WHAT THIS TASK INVOLVES. Please list every line of the entries below that contains the word "water", treating uppercase and lowercase as different.

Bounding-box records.
============================================================
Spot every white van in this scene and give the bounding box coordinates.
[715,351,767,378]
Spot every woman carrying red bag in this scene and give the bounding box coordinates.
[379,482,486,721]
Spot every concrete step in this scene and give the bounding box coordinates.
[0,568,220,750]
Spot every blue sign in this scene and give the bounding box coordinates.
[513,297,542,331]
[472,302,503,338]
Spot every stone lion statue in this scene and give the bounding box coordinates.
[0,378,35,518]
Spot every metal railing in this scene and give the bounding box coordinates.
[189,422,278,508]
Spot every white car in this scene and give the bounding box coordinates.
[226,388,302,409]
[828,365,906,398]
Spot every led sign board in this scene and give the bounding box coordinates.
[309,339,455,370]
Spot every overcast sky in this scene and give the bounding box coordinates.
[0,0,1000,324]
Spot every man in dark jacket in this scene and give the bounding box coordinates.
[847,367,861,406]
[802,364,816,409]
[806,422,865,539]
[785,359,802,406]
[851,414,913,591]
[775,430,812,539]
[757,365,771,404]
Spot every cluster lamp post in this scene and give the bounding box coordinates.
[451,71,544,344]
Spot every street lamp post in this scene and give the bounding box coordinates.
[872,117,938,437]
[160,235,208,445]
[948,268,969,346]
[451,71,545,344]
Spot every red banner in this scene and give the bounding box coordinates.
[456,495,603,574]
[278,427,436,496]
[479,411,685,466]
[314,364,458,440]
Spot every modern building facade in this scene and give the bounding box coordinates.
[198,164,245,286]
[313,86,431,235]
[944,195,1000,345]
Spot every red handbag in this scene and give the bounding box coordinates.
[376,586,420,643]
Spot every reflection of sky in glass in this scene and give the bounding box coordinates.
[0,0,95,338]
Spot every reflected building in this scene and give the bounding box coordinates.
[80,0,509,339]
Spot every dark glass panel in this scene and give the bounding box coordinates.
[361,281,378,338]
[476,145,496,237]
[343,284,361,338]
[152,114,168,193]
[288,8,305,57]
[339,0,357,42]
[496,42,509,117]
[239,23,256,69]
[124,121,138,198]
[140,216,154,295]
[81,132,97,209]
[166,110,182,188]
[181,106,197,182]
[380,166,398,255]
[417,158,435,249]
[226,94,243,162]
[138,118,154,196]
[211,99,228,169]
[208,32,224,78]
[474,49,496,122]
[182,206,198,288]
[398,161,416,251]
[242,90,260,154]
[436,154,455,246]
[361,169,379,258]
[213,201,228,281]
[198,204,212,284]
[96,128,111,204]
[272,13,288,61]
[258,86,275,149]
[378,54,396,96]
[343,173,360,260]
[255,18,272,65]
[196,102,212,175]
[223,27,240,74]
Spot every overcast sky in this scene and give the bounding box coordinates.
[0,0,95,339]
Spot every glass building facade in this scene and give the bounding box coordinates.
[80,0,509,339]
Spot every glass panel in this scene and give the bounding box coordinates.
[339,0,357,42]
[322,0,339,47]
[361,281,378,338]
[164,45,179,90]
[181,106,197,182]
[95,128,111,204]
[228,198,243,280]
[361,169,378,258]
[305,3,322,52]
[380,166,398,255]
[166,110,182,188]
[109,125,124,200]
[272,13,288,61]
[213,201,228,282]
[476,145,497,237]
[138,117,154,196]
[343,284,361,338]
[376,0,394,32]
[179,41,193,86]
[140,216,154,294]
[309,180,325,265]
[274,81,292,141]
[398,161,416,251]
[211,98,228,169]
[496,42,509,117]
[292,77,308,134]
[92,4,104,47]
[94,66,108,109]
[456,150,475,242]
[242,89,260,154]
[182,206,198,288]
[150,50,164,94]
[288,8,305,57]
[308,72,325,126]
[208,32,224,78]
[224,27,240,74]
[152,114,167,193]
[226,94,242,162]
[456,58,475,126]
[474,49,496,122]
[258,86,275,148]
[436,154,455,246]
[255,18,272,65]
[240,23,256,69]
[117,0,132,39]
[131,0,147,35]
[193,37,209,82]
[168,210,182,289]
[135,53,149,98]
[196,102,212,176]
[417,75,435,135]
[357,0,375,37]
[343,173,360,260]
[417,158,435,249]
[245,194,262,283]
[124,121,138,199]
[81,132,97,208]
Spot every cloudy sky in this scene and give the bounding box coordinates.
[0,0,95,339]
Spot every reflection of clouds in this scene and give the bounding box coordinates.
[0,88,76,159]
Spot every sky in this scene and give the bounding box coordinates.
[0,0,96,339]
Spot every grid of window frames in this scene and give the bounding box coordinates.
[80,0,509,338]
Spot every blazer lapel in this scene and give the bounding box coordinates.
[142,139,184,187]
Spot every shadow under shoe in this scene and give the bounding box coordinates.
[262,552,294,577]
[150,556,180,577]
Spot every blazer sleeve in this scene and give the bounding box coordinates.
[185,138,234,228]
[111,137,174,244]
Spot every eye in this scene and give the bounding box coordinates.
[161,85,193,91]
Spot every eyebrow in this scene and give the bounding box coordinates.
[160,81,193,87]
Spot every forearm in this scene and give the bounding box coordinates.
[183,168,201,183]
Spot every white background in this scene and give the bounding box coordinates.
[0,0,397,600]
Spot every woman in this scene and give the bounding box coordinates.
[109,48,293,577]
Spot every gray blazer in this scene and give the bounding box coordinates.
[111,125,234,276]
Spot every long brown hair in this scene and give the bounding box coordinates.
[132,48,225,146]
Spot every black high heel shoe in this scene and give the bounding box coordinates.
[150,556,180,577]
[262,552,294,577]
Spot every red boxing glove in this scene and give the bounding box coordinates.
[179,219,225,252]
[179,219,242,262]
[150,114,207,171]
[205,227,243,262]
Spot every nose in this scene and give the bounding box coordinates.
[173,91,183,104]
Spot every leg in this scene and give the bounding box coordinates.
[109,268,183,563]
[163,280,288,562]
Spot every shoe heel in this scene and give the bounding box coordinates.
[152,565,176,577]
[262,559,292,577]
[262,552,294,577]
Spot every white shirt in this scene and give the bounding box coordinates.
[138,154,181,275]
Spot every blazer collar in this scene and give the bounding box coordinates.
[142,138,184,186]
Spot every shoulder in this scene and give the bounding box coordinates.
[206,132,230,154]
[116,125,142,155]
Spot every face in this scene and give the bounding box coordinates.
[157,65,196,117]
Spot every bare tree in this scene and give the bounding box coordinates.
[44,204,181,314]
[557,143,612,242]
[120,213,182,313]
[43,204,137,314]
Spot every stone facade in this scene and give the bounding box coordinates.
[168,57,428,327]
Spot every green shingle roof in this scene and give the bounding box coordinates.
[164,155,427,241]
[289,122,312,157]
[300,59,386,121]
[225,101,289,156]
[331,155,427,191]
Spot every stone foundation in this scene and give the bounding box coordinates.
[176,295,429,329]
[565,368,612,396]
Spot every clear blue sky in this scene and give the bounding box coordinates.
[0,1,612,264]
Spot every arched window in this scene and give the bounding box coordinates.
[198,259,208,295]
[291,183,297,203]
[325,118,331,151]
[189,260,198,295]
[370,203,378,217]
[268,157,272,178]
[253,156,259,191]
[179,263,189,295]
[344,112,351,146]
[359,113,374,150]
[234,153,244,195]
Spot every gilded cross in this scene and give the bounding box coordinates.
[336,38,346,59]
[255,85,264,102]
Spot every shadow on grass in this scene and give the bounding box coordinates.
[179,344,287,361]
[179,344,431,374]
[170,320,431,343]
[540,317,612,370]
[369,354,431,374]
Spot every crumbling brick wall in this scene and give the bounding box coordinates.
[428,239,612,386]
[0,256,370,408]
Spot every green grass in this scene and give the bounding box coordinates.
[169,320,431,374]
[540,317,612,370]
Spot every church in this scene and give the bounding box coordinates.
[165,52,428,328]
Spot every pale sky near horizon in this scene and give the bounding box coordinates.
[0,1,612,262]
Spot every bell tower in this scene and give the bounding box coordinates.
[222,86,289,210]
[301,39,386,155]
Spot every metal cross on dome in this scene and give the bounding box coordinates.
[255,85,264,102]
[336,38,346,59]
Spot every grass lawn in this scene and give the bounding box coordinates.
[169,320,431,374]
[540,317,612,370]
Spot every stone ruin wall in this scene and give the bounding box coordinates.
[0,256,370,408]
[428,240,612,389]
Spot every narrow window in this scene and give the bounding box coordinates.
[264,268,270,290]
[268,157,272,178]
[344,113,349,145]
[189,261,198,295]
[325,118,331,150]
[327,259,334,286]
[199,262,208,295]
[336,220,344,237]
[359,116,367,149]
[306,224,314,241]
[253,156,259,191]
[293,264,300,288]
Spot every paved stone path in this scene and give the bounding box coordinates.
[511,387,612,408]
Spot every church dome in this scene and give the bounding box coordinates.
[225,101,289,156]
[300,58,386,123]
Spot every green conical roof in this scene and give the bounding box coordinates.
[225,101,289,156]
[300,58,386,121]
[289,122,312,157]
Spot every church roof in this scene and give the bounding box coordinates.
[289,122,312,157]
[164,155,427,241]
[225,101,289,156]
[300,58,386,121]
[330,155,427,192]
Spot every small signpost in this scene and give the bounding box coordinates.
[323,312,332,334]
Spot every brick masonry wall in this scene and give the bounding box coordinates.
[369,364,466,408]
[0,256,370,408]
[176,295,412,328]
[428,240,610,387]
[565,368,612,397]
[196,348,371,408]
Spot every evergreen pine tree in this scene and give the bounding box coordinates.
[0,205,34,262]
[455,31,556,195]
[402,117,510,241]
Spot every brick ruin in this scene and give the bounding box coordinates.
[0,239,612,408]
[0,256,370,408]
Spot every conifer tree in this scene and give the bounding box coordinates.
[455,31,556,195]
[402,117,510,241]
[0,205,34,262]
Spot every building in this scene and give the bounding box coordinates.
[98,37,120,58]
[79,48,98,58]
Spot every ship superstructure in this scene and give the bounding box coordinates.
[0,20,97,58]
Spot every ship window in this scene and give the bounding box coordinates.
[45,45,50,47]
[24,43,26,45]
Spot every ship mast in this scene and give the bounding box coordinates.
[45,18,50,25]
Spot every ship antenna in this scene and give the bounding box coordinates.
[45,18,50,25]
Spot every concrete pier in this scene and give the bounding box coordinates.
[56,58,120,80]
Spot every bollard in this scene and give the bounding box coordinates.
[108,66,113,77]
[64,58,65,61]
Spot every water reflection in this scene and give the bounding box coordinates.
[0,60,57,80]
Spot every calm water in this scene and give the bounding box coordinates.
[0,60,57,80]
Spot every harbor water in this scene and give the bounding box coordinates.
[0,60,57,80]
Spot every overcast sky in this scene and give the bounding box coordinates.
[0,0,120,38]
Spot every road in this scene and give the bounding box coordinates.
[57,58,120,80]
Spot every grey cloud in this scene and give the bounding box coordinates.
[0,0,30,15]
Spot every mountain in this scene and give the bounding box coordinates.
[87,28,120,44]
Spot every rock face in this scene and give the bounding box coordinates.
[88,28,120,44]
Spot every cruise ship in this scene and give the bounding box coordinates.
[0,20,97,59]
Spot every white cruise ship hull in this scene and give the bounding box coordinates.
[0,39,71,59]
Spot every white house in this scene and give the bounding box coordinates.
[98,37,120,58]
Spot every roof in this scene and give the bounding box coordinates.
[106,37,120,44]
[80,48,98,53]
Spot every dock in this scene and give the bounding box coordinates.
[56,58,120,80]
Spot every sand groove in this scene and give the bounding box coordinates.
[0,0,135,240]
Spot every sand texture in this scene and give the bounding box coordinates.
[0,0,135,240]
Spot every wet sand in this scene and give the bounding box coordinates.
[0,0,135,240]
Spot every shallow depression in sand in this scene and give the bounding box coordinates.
============================================================
FINISHED ANSWER.
Spot every water reflection in this scene and give the bounding box coordinates.
Spot every calm water in this scene and give the bounding box coordinates.
Spot every harbor water in this scene and give the bounding box coordinates.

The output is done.